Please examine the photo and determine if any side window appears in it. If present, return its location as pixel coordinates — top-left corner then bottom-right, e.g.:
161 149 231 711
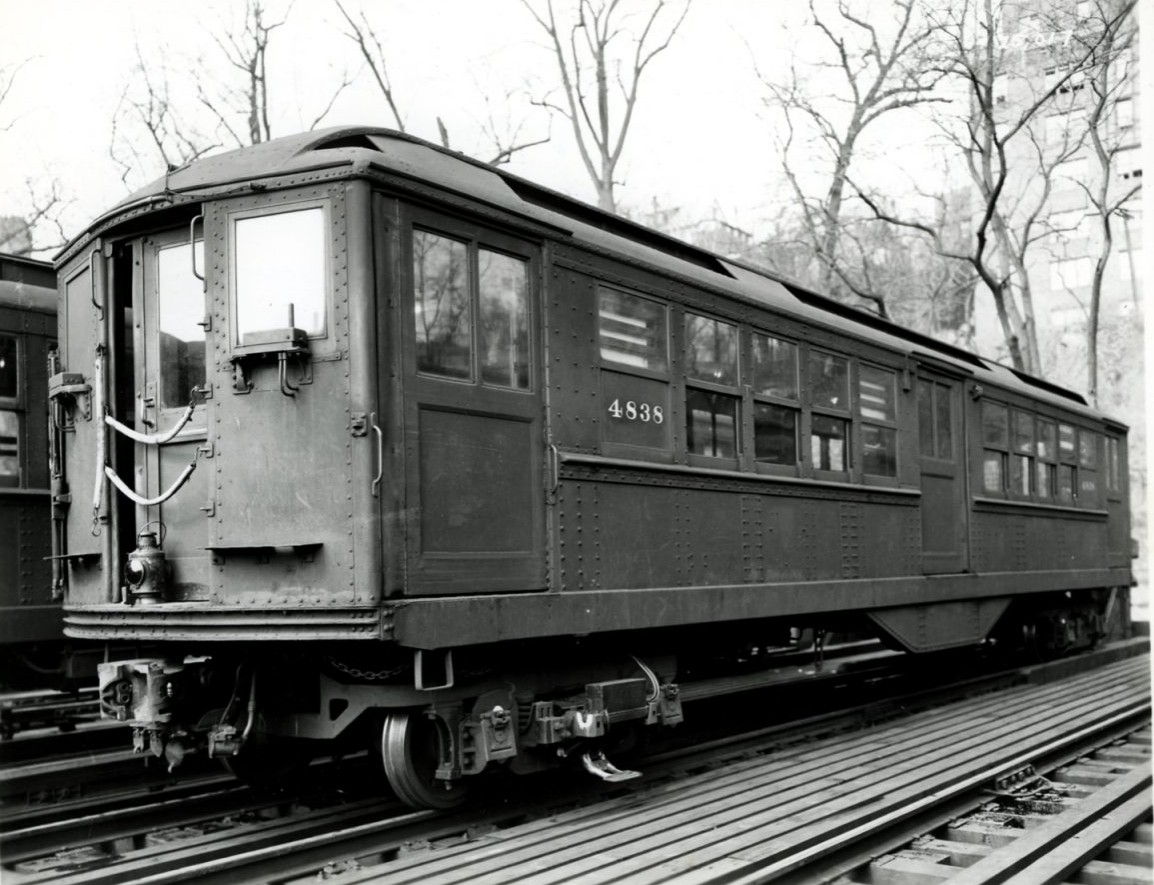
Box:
477 248 530 390
751 332 801 466
597 286 673 450
0 335 20 487
598 288 669 373
1078 428 1099 507
1106 436 1122 492
685 314 741 458
1058 423 1078 504
857 366 898 477
413 231 473 381
809 351 849 473
1010 410 1037 497
982 403 1010 495
412 228 532 390
156 240 207 408
1034 419 1058 501
917 378 953 460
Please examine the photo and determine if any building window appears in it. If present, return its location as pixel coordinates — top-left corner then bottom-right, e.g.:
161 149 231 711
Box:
1050 255 1094 292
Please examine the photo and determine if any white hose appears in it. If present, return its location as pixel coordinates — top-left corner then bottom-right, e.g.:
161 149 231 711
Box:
104 403 195 445
92 346 108 512
103 458 196 507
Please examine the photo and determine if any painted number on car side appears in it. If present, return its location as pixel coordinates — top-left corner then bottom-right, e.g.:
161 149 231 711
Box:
608 399 665 425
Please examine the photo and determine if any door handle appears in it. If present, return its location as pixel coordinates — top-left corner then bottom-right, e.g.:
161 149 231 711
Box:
368 412 384 497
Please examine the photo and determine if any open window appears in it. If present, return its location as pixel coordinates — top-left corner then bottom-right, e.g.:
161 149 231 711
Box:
231 203 331 396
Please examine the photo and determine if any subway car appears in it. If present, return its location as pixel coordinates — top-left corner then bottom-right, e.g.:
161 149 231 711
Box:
48 127 1131 808
0 254 59 690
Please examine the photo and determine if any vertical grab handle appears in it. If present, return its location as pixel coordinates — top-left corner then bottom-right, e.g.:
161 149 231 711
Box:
368 412 384 497
88 249 104 321
188 215 204 283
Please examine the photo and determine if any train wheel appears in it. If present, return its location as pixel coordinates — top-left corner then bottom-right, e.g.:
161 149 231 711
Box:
381 711 469 809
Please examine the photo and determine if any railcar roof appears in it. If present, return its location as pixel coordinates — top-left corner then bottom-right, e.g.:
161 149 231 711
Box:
0 254 57 314
72 126 1117 426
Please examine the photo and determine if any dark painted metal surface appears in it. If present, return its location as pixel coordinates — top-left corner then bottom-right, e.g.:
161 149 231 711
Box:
0 255 57 646
49 129 1129 648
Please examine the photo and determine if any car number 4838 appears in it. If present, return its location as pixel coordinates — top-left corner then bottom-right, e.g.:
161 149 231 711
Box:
609 399 665 425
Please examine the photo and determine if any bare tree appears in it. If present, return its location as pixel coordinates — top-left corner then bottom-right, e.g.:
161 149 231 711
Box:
1074 0 1141 404
108 40 220 187
196 0 352 147
857 0 1119 374
334 0 405 132
0 59 31 132
758 0 944 314
522 0 689 211
334 0 550 166
0 178 73 255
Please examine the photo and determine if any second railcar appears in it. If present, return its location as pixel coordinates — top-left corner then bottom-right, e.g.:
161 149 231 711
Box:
50 128 1131 805
0 255 59 689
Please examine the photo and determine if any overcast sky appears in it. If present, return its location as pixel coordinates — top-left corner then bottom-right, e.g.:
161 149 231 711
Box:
0 0 946 256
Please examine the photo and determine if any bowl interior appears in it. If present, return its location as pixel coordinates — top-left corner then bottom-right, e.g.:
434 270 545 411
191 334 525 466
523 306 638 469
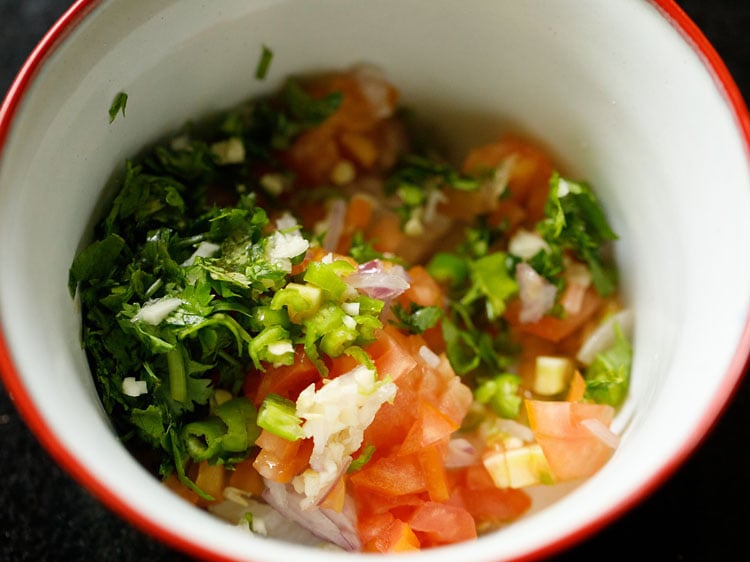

◆ SHORT EXERCISE
Recast the items from the line containing "Please examine the photo and determine if any overcast" through the end of the items as a numbered list, omitting any blank lines and leaving the pictures out.

◆ RESPONSE
1. Please examine the photo and determine if any overcast sky appears in it. If present, return its location as pixel coordinates — top-left corner then bottom-right, e.g.:
2. 161 149 231 711
3. Box:
4. 0 0 946 256
5. Please examine the photo and determine if any bowl interior appears in it. If present, return its location as pixel coordinates — top-left corner then bottom-right, e.g.:
6. 434 270 545 411
7. 191 334 525 466
8. 523 306 638 469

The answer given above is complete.